▶ **What you need to do**
Answer these questions from the text on gourmet burgers below.
(a) Which sitcom does the writer say they were more a fan of than "I Love Lucy"?
(b) According to the text, what do the higher-end burger restaurants and chains focus on?
(c) Whose foie gras burger won the best in taste award at the Taste of London festival?

▶ **Extract to read**
:::::

No, I don’t mean Lucille Ball and the classic 50’s American Sitcom “I Love Lucy”. Truth be known, I never really understood I Love Lucy and was much more a fan of “Bewitched“, I blame a bit of a crush on Elizabeth Montgomery. Anyway, I digress..
Hamburgers have enjoyed a bit of a gourmet renaissance in recent years with the emergence of restaurants and chains offering burgers at the higher-end of the food spectrum, with a focus on quality ingredients rather than the burgers of yesteryear from a van where the meat is of indeterminate origin and eating from them is a fast track to food poisoning. Even Heston Blumenthal got in on the act years ago and created what he considered to be his perfect burger (even if it was the most laborious undertaking for a burger, ever). The Meatwagon (and it’s subsequent various incarnations) really pushed the burger to something special and are (IMHO) amongst the best in the Country. At the Taste of London festival earlier this year, the winner of the best in taste award was a foie gras burger from Club Gascon.

:::::

▶ **Material provided**
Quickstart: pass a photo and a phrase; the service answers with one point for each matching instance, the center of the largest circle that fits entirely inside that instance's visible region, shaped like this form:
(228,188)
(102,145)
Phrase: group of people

:::::

▶ **Correct result**
(a) The writer was more a fan of "Bewitched."
(b) They focus on quality ingredients.
(c) The winning foie gras burger was from Club Gascon.